EXTRAIT DU DOCUMENT

|---|

Deux ans de piétinements

Les conditions de travail des sages-femmes font l’objet d’une entente de services avec le ministère de la Santé et des Services sociaux datant de 2004. Visées par le décret du secteur public en 2005, « même si ce n’était pas notre place », aucune négociation pour le renouvellement de cette entente n’était possible avant le 1er avril 2010. Le RSFQ s’est donc présenté en juin 2011 avec un projet d’entente complètement redessiné.

« Il faut comprendre qu’on travaille depuis dix ans avec une entente non satisfaisante, parce qu’adoptée sous la menace d’un décret, avec son lot de problèmes et d’injustices. »

Le RSFQ réclame la parité de la rémunération des heures de gardes et des horaires défavorables avec les autres professionnels du réseau de la santé.

Claudia Faille explique que les professionnels du réseau reçoivent une heure de salaire pour huit heures de garde. Les médecins en obstétrique reçoivent plutôt un montant forfaitaire annuel pour les heures de gardes. Les sages-femmes, quant à elles, sont rémunérées 8 $ pour huit heures de garde. « C’est un dollar de l’heure ça! Il faut savoir que les sages-femmes font dix jours de garde sur quatorze. »

Concernant les primes pour les horaires défavorables, « nous n’en avons pas, contrairement aux professionnels du réseau. Nous voulons une rémunération équitable. »

Elle explique, par exemple que, lors d’un transfert à l’hôpital en pleine nuit, « le personnel en obstétrique au travail sur place recevra une prime. Mais pas la sage-femme, qui poursuit pourtant son travail sur place, même si ça devient un travail d’accompagnement. »

|---|

DONNÉES ENREGISTRÉES
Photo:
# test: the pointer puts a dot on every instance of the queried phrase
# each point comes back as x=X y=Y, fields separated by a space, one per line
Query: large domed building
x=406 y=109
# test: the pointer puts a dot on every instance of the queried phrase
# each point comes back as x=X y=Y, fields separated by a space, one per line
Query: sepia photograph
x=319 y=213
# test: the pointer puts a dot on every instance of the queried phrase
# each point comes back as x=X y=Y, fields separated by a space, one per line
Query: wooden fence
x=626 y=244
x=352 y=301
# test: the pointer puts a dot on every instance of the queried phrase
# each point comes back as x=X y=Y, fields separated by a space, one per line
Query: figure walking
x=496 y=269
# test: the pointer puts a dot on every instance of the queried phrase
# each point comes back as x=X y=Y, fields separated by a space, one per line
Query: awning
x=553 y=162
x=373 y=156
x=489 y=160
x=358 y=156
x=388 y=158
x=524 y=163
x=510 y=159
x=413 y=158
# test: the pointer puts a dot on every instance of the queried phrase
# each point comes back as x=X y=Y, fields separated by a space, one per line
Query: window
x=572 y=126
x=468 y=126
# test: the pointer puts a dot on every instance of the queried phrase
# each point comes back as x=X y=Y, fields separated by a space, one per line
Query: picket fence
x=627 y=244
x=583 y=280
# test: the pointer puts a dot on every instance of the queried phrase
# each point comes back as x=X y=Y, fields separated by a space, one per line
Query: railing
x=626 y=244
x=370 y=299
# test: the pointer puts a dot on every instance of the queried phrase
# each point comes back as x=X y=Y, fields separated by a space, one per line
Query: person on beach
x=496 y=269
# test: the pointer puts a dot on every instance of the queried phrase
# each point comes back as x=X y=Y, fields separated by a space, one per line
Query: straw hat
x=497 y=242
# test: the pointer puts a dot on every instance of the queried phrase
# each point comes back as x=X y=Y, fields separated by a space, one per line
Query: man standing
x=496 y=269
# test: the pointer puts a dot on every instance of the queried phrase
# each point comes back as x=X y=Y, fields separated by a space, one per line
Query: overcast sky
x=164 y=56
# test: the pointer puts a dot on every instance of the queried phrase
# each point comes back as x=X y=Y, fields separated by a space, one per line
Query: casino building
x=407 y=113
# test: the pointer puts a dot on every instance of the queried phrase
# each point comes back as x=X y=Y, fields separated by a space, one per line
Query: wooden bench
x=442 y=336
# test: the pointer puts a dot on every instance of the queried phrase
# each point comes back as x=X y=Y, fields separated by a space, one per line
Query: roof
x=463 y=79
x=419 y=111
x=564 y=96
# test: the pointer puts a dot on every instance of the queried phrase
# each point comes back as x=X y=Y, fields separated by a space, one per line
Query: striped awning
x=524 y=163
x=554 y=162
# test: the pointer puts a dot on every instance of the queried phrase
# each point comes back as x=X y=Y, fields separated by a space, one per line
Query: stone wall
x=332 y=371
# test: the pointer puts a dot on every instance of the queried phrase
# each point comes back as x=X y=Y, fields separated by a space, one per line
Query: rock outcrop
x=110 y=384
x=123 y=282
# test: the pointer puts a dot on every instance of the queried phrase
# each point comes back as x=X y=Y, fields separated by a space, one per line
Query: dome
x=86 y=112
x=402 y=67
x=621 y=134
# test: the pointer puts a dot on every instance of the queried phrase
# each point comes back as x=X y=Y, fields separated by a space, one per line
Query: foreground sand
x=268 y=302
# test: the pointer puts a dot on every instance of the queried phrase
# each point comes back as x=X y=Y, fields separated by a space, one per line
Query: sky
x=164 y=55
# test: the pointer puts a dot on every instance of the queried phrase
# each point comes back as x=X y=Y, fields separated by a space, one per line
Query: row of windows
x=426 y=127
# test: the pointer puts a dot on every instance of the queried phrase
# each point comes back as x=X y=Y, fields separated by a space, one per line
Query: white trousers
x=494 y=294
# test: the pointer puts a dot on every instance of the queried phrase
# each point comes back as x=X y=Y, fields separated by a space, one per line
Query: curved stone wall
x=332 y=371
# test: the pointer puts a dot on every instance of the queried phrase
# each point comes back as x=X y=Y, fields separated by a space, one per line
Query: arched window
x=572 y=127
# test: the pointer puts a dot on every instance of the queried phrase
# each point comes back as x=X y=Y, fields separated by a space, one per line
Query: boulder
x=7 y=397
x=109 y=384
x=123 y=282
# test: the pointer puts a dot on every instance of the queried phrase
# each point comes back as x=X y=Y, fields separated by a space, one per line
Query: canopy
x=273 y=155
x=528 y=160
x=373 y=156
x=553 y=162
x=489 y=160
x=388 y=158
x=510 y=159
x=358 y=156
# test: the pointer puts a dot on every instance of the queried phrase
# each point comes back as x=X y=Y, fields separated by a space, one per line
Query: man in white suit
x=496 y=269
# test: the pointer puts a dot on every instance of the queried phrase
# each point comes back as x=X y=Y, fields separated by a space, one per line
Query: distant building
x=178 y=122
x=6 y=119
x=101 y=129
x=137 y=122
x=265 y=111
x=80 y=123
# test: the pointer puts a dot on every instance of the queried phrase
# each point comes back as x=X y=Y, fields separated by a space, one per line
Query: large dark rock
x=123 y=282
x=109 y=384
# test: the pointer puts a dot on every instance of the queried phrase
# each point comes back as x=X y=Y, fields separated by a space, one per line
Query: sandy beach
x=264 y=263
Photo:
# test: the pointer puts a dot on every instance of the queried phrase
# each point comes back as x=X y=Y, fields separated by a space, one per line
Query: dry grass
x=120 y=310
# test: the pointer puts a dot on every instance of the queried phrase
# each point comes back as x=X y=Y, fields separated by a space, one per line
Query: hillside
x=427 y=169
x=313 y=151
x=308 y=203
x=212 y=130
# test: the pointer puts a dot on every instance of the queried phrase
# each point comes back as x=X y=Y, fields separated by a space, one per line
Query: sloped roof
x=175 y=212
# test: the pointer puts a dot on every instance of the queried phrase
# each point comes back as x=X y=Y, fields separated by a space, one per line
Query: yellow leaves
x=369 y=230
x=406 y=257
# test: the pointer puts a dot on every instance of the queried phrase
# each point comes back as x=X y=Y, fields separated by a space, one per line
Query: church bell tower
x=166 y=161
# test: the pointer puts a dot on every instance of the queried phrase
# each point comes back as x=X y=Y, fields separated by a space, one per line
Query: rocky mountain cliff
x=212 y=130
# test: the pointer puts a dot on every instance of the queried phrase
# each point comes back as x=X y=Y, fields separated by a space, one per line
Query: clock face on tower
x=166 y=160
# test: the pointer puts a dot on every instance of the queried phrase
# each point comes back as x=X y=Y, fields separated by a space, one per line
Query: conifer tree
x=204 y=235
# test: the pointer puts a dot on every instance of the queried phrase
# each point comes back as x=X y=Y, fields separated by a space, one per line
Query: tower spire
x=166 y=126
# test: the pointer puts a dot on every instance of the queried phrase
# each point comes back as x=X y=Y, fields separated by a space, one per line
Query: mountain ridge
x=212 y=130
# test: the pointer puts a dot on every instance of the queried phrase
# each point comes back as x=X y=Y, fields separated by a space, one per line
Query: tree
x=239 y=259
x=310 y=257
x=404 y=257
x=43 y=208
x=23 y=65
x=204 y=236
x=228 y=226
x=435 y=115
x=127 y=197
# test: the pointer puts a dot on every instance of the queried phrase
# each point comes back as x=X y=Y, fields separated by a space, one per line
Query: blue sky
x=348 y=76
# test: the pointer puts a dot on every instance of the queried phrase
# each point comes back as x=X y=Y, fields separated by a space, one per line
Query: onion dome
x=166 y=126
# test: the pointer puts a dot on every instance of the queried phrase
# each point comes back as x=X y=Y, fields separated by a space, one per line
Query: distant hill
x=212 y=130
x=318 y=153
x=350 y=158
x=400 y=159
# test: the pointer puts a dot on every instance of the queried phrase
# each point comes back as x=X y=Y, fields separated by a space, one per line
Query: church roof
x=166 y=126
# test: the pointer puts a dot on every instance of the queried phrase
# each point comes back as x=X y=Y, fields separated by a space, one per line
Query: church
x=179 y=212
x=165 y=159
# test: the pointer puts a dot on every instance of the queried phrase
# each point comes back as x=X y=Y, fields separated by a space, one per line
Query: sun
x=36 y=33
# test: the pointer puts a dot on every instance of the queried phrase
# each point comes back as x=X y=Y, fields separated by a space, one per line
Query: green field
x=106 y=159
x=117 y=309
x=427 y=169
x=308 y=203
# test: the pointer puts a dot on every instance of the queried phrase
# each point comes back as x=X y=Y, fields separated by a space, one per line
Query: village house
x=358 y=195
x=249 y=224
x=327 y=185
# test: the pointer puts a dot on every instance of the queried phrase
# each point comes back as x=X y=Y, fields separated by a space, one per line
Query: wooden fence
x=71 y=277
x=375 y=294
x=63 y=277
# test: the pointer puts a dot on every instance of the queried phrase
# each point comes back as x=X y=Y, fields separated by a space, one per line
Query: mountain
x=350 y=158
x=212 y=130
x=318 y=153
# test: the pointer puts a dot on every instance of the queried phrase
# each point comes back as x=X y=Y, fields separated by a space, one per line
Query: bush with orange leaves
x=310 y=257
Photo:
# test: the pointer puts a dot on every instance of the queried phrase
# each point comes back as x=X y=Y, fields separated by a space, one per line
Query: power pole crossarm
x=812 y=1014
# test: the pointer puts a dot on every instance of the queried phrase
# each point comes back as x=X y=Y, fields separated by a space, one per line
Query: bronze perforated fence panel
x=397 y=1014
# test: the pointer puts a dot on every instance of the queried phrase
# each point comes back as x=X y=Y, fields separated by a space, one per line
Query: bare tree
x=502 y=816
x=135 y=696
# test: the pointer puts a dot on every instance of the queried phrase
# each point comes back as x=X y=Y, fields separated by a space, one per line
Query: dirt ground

|---|

VOTRE CONSIGNE
Ces trois affirmations concordent-elles avec le texte sur les sages-femmes ? 1. Les sages-femmes sont payées 8 $ pour huit heures de garde. 2. Les sages-femmes touchent des primes pour les horaires défavorables. 3. L’entente de services avec le ministère date de 2010. Répondez par oui ou non à chacune, en citant mot pour mot les termes décisifs du texte. Les enregistrements forment un matériau à part, indépendant du texte sur les sages-femmes.

RÉPONSE ATTENDUE
1. Oui : « Les sages-femmes, quant à elles, sont rémunérées 8 $ pour huit heures de garde. »
2. Non : « nous n’en avons pas, contrairement aux professionnels du réseau. »
3. Non : « une entente de services avec le ministère de la Santé et des Services sociaux datant de 2004. »